SOAL LATIHAN:
A) Tuliskan semua contoh ambisi dunia yang disebut secara langsung dalam renungan tentang ambisi.
B) Lanjutkan renungan tentang ambisi mulai dari sesudah kalimat terakhirnya.

TEKS BACAAN:
Sebelum
waktumu terasa terburu
Sebelum
lelahmu menutup mata
Adakah
langkahmu terisi ambisi
Apakah
kalbumu terasa sunyi
Sebelum waktu (hidup)mu
terasa terburu. Ketika hari tidak bisa diulang lagi. Ketika malaikat maut sudah
hampir menjemput ajal. Ketika tiba saatnya bumi digoncangkan, gunung
dihambur-hamburkan seperti kapas yang beterbangan. Sebelum tubuhmu terasa lelah
tak berdaya. Sebelum ragamu terbaring dengan enaknya.
Adakah langkahmu terisi
ambisi. Adakah langkah-langkahmu hanya untuk ambisi dunia? Harta, tahta,
wanita, atau ambisi apa yang menjadi jejak langkahmu? Sudahkah ambisi-ambisimu
itu tercapai? Sudahkah cita-citamu kau dapatkan? Dan setelah semua cita-citamu
tercapai, setelah ambisi-ambisimu sudah berada di tanganmu, apakah hatimu merasa
bahagia? Apakah kau merasa senang? Atau, justru hatimu terasa sunyi. Sepi.
Senyap. Seolah apa yang telah kau dapatkan itu masih kurang. Masih belum cukup
untuk mengobati kehausan ambisimu? Lalu, apa yang sebenarnya kau cari di dunia
ini? Atau untuk siapa ambisi-ambisimu itu kau persembahkan?

ISI DATA:
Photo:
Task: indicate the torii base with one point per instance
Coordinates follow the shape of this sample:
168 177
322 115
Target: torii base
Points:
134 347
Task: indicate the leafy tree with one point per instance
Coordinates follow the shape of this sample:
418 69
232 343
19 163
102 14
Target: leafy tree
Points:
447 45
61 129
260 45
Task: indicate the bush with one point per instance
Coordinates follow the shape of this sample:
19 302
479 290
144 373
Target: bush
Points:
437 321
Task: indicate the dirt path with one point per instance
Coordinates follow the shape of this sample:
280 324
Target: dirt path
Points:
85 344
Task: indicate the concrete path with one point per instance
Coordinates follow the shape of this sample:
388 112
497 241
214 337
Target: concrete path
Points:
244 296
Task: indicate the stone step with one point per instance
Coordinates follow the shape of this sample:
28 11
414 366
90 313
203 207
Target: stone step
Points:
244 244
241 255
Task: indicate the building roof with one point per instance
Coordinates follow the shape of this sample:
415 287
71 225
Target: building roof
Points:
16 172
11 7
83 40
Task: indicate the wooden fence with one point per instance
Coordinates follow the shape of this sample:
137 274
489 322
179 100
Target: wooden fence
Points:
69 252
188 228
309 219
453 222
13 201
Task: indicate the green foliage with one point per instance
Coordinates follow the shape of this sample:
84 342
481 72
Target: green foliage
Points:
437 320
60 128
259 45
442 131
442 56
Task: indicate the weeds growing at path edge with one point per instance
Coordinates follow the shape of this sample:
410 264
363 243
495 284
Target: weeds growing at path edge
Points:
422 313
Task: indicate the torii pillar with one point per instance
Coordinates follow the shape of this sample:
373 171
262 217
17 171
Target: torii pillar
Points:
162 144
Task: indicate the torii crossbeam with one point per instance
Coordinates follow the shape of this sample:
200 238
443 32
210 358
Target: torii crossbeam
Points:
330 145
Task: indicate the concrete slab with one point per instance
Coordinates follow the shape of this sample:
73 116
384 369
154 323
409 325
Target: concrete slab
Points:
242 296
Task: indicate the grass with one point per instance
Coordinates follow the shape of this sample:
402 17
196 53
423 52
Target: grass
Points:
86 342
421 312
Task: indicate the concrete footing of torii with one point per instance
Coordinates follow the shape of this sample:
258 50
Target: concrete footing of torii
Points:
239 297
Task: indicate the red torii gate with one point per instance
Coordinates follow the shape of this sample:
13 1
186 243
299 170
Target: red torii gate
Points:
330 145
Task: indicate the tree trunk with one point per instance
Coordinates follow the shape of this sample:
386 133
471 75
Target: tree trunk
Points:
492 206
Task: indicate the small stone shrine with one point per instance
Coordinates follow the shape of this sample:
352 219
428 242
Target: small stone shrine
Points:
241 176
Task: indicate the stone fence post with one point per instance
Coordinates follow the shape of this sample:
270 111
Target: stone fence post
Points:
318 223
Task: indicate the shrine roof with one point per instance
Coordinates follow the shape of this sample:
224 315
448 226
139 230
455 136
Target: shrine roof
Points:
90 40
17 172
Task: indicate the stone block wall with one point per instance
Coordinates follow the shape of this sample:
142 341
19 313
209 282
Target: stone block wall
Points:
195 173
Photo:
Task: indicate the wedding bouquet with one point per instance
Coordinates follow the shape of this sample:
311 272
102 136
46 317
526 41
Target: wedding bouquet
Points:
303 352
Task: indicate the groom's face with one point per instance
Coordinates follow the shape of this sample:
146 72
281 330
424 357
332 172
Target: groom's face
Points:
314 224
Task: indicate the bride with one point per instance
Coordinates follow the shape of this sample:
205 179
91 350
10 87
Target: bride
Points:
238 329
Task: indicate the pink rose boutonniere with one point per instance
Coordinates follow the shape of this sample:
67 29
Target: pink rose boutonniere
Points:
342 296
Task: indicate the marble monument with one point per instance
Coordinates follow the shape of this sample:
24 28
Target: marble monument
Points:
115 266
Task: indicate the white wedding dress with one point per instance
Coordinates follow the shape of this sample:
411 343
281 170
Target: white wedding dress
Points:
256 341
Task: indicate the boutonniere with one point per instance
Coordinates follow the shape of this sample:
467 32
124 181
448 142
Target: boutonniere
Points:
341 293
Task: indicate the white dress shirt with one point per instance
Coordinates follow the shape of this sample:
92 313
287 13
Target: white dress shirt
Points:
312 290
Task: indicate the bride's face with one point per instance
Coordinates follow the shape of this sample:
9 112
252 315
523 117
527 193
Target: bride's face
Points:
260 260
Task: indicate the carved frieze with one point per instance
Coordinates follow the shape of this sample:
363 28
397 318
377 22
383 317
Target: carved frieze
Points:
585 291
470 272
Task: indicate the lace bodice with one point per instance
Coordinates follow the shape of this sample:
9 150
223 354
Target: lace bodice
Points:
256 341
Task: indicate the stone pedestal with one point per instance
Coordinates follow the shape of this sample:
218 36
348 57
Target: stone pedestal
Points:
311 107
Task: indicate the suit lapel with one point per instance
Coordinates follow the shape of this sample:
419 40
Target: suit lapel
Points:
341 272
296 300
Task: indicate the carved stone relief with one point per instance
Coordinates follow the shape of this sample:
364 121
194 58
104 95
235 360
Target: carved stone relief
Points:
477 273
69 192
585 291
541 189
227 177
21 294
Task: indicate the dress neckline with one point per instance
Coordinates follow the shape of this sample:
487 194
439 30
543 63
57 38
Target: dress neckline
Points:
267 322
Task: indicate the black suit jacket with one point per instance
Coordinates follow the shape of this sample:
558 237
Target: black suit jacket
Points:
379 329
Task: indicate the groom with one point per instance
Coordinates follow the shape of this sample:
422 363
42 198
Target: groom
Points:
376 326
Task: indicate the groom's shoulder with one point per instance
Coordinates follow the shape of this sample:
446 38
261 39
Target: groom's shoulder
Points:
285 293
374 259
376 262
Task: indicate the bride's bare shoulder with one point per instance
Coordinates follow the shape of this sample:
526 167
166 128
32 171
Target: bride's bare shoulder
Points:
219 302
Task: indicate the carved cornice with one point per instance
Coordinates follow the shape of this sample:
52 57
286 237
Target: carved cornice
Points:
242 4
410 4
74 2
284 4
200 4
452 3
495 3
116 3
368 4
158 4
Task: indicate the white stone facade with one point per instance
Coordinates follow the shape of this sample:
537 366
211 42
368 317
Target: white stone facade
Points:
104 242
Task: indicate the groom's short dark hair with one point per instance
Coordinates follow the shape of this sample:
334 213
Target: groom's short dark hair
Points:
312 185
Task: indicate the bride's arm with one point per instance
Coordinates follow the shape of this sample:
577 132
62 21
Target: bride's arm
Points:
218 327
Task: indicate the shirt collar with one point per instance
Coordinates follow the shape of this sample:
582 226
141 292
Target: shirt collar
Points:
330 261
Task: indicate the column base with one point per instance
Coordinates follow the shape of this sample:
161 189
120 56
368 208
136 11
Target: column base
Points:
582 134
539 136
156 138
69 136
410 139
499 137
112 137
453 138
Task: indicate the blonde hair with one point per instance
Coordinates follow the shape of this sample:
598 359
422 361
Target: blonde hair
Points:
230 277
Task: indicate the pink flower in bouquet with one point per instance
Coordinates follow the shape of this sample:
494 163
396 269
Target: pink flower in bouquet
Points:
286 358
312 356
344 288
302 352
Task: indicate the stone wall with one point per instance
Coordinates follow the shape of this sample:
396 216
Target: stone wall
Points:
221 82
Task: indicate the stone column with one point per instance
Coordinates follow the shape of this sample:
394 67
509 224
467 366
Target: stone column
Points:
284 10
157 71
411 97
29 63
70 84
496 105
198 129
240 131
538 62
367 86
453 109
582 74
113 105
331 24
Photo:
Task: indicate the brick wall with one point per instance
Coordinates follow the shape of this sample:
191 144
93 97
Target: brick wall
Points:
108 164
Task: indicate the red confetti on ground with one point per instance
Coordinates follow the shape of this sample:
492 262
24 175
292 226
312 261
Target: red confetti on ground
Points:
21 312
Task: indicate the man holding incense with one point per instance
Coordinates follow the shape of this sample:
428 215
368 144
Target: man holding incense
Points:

KUNCI JAWABAN:
A) Harta, tahta, wanita.

B)
Luangkanlah sejenak detik dalam
hidupmu
Berikanlah rindumu pada denting
waktu
Luangkanlah sejenak detik dalam
sibukmu
Dan lihatlah warna kemesraan dan
cinta
Ya,
sebelum semua itu terjadi. Sebelum hari akhir tiba. Sebelum kesuksesanmu
tercapai. Luangkanlah! Luangkanlah sejenak detik dalam hidupmu. Rinduilah
denting waktu yang terus bergulir disisimu. Nikmatilah setiap denting waktu.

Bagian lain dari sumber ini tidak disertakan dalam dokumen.